Task details. What is needed is a verbatim copy of all the records.

Dataset excerpts.
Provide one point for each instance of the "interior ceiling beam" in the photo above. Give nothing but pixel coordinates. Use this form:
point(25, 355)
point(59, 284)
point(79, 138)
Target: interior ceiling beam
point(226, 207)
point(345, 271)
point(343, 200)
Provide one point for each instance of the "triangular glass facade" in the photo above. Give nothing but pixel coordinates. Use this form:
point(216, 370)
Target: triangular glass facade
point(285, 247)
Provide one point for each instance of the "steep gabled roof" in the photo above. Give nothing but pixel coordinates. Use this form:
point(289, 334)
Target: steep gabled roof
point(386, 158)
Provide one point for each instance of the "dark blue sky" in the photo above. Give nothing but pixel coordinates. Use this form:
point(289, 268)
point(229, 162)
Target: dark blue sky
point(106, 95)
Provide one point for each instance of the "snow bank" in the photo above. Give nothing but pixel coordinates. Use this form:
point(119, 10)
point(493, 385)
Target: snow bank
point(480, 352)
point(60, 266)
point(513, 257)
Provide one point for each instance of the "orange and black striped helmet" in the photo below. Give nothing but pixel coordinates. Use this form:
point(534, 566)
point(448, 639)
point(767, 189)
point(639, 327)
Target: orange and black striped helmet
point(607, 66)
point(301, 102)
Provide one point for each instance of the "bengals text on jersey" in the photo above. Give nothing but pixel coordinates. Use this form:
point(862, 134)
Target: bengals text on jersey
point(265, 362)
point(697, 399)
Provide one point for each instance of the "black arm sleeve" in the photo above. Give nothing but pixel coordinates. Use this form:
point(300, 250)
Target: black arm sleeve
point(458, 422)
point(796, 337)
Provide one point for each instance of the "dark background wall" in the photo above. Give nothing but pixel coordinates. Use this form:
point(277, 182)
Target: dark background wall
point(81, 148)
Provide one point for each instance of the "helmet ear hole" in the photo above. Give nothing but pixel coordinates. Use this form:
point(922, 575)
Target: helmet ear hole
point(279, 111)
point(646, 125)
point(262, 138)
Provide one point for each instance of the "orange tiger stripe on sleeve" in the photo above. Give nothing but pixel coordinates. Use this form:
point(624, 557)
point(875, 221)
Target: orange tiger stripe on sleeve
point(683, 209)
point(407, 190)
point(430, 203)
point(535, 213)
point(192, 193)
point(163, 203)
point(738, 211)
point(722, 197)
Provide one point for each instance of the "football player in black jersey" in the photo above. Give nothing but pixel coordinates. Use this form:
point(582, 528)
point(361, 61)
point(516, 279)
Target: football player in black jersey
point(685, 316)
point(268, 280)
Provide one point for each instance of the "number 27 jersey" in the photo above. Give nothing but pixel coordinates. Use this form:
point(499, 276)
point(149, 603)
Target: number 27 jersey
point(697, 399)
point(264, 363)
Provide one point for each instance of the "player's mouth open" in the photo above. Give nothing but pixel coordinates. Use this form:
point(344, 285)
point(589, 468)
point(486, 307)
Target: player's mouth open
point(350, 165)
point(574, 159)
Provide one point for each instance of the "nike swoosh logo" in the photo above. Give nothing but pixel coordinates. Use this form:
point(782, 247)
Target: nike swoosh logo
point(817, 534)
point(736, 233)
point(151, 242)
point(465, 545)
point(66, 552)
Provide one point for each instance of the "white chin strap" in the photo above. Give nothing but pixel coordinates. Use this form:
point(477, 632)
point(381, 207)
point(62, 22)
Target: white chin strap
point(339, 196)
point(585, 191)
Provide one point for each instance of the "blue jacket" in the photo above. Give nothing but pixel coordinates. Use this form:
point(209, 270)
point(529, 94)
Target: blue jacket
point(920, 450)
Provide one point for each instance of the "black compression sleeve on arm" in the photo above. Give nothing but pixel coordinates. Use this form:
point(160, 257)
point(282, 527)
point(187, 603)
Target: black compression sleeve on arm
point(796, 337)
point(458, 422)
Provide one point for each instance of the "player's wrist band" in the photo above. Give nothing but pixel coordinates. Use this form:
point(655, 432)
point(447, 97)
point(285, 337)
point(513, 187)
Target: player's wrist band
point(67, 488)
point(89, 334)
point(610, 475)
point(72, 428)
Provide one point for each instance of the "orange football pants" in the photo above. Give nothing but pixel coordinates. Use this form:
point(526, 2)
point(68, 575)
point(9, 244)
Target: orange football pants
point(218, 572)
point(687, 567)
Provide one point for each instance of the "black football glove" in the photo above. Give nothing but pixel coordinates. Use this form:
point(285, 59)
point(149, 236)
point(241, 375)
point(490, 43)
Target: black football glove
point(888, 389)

Output of the exercise.
Provide one point for each instance of the "interior ceiling beam" in the photo above. Give nothing but pixel coordinates. Use this form:
point(25, 355)
point(59, 284)
point(79, 138)
Target: interior ceiling beam
point(226, 207)
point(345, 271)
point(343, 200)
Provide one point for each instance of the "triangular glass facade" in the photo above. Give nothing but pixel coordinates. Use this form:
point(216, 370)
Target: triangular glass facade
point(285, 247)
Provide one point for each instance of the "steep gabled roof" in the photo above. Give nothing but pixel coordinates. Use this form:
point(289, 334)
Target: steep gabled roof
point(386, 158)
Provide one point for each instance of the "dark blue sky" in the photo above. Give nothing but pixel coordinates. Use this form:
point(289, 268)
point(229, 162)
Target: dark blue sky
point(106, 95)
Provide one point for each instance of the "snow bank" in the photo above. Give nothing but pixel coordinates. Use this form:
point(119, 10)
point(493, 385)
Target: snow bank
point(480, 352)
point(60, 266)
point(513, 257)
Provide one point for each instance of the "orange and black striped helmet" in the photo below. Give nothing but pixel coordinates. Use this form:
point(534, 566)
point(448, 639)
point(767, 189)
point(639, 327)
Target: orange and black striped helmet
point(607, 66)
point(301, 102)
Provide one point for each instance of the "bengals text on jersey" in the photo above. Give nothing but pixel coordinates. Use this form:
point(862, 134)
Target: bengals text on jersey
point(265, 362)
point(697, 399)
Provide one point for each instance of the "black arm sleeve" in the photo above. Give nothing but pixel coordinates. Use this form:
point(300, 250)
Target: black arm sleeve
point(458, 422)
point(796, 337)
Provide one point for each instance of the "dark background wall" in the photo above. Give nothing but pixel coordinates. Use this form:
point(277, 182)
Target: dark background wall
point(81, 148)
Provide one point for each instance of the "helmet ear hole" in the photo above. Give nothing but pixel coordinates. Use this form:
point(922, 575)
Target: helmet ear hole
point(279, 111)
point(646, 125)
point(262, 138)
Provide one point for each instance of the "orange tiger stripe on sleeve" in the photo above. Give nothing but pixel coordinates. Use this form:
point(624, 557)
point(875, 221)
Target: orange tiger stripe on sleeve
point(683, 209)
point(407, 190)
point(430, 203)
point(535, 213)
point(192, 193)
point(163, 203)
point(738, 211)
point(722, 197)
Provide one point for each instance of the "football player in black jersey" in the photo above. Give nothing but pixel coordinates. Use this form:
point(582, 528)
point(361, 61)
point(516, 279)
Target: football player in black jersey
point(685, 316)
point(268, 280)
Provide one point for each instance of the "number 27 jersey" in the photo above. Give nothing but pixel coordinates. Use this form:
point(499, 276)
point(149, 603)
Target: number 27 jersey
point(697, 399)
point(264, 363)
Provide one point for each instance of the "player's mouth open" in the photo above. Give nothing but pixel coordinates. Use this form:
point(344, 285)
point(589, 468)
point(486, 307)
Target: player's mouth open
point(350, 165)
point(574, 159)
Provide one point for each instance of the "nike swoosh logo" in the photo above. Give nothing but pixel coordinates. Use this form:
point(782, 247)
Target: nike swoosh logo
point(817, 534)
point(736, 233)
point(151, 242)
point(465, 545)
point(66, 552)
Provide one point for each instance of the "white chin strap" in the photo above. Give nothing but pixel coordinates. Use this form:
point(477, 632)
point(381, 207)
point(62, 22)
Target: white chin strap
point(339, 196)
point(585, 191)
Provide one point for each instance of the "blue jacket" in the photo above. Give nothing but pixel coordinates. Use this form:
point(209, 270)
point(529, 94)
Target: blue jacket
point(920, 450)
Provide one point for each instance of the "black compression sleeve on arm" in the photo above. Give nothing but pixel coordinates. Use this form:
point(160, 257)
point(282, 527)
point(187, 603)
Target: black compression sleeve on arm
point(796, 337)
point(458, 422)
Provide one point for each instance of the "player's wrist band" in the photo above. Give nothing but pixel coordinates. Use this form:
point(655, 432)
point(447, 97)
point(285, 337)
point(513, 187)
Target: player's wrist band
point(67, 488)
point(89, 334)
point(610, 475)
point(72, 428)
Provide one point for each instance of the "orange football pants" in the photo above. Give nothing but pixel coordinates. Use this form:
point(526, 2)
point(68, 575)
point(9, 244)
Target: orange football pants
point(218, 572)
point(687, 567)
Provide one point for each instance of the "black football glove" in the photo above. Give nothing but pixel coordinates. Use this form:
point(285, 59)
point(149, 236)
point(241, 375)
point(490, 43)
Target: black football glove
point(888, 389)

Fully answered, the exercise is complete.